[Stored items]
Segment Open
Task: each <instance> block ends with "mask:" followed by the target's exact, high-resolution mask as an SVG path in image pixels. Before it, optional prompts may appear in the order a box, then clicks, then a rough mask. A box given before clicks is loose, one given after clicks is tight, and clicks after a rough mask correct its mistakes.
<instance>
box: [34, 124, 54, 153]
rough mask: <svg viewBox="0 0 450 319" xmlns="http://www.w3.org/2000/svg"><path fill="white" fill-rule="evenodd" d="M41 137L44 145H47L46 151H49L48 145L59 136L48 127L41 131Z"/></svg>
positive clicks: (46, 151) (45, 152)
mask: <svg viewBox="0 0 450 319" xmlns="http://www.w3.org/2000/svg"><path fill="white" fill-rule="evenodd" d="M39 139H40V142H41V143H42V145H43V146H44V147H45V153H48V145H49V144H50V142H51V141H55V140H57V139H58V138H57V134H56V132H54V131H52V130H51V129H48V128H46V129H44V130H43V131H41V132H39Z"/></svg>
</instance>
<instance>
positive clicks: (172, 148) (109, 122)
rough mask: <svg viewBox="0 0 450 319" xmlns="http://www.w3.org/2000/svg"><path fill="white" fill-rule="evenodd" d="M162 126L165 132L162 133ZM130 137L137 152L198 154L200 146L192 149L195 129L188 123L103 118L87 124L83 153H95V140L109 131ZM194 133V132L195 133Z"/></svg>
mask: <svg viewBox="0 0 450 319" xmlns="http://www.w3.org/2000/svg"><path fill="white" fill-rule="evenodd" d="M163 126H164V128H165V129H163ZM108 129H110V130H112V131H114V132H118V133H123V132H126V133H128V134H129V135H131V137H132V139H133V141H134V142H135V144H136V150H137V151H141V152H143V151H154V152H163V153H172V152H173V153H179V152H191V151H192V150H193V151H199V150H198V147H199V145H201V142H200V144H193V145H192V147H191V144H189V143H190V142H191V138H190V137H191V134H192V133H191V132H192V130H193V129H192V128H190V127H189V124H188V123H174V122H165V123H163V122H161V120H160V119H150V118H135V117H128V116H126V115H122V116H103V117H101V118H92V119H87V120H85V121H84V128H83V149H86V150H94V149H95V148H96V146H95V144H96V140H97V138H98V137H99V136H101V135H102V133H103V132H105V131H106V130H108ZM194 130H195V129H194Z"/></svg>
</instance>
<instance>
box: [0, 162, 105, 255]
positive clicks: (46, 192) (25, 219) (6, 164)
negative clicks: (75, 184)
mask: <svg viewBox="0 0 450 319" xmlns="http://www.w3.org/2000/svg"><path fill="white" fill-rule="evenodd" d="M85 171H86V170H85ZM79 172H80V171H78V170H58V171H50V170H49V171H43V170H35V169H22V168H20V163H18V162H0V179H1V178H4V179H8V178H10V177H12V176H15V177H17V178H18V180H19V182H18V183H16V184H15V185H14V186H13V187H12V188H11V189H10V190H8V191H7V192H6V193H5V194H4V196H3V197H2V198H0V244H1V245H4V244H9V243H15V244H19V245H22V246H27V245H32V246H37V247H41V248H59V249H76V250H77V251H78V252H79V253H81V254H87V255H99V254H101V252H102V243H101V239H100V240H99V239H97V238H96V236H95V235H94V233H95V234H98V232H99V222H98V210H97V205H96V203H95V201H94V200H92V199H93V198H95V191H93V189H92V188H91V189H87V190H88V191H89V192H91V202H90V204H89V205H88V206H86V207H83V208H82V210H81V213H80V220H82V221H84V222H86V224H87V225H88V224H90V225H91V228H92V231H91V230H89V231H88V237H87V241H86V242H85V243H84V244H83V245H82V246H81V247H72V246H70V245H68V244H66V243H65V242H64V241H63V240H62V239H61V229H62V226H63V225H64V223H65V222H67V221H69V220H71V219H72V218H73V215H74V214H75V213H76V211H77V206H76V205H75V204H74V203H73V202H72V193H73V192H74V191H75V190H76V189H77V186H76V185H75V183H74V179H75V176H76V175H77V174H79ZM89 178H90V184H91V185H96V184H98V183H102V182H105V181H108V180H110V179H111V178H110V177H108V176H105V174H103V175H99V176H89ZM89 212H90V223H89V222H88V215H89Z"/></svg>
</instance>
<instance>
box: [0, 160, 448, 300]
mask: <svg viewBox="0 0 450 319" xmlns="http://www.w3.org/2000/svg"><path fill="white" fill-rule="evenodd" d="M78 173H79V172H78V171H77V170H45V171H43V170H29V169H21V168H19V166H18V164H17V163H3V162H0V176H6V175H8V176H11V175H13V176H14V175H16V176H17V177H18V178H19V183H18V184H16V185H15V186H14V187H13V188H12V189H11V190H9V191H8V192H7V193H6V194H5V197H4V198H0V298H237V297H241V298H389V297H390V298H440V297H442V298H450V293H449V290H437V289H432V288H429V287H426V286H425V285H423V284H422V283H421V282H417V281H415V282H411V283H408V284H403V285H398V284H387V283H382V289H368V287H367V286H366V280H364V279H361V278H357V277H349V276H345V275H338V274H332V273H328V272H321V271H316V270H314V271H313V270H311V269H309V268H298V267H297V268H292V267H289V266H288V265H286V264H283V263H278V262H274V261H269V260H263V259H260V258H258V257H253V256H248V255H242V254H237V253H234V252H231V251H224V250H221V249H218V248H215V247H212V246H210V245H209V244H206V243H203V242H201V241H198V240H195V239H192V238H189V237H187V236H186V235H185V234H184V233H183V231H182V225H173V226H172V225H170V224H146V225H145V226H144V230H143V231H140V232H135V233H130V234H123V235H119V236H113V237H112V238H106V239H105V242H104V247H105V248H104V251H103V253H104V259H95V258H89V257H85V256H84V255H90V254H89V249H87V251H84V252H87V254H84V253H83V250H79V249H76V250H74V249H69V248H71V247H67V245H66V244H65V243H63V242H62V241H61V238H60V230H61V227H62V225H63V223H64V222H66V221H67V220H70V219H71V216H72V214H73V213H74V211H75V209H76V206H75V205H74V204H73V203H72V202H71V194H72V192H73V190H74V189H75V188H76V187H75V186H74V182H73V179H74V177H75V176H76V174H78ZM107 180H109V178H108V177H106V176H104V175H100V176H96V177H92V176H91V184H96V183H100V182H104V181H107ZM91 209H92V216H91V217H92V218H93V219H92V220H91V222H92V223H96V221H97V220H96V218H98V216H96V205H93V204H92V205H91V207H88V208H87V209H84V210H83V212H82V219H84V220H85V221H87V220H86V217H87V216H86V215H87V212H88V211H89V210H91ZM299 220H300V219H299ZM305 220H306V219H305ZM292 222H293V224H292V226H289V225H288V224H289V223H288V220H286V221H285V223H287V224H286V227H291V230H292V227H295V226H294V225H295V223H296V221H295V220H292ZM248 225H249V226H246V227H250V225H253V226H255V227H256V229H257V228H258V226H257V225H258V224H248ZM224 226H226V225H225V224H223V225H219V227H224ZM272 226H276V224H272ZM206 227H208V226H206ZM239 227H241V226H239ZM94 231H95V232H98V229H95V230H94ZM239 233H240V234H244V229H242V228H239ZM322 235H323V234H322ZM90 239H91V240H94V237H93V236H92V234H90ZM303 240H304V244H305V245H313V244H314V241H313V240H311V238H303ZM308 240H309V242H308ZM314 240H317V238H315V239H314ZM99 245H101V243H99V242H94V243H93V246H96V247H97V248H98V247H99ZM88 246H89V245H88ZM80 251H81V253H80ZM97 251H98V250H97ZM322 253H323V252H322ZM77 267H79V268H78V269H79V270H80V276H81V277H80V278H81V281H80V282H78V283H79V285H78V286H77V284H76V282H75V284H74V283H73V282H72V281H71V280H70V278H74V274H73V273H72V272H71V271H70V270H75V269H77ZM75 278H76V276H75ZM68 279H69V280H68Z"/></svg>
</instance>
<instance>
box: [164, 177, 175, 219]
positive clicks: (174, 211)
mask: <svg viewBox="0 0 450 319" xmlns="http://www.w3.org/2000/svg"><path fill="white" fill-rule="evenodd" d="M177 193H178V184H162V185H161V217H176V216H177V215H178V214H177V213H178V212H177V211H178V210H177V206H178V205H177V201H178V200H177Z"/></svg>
Segment Closed
**Exercise prompt**
Please return each line of the listing above that contains the string "positive". Case counts.

**Exercise solution**
positive clicks: (46, 151) (45, 152)
positive clicks: (172, 148) (109, 122)
positive clicks: (46, 192) (25, 219) (6, 164)
positive clicks: (174, 211)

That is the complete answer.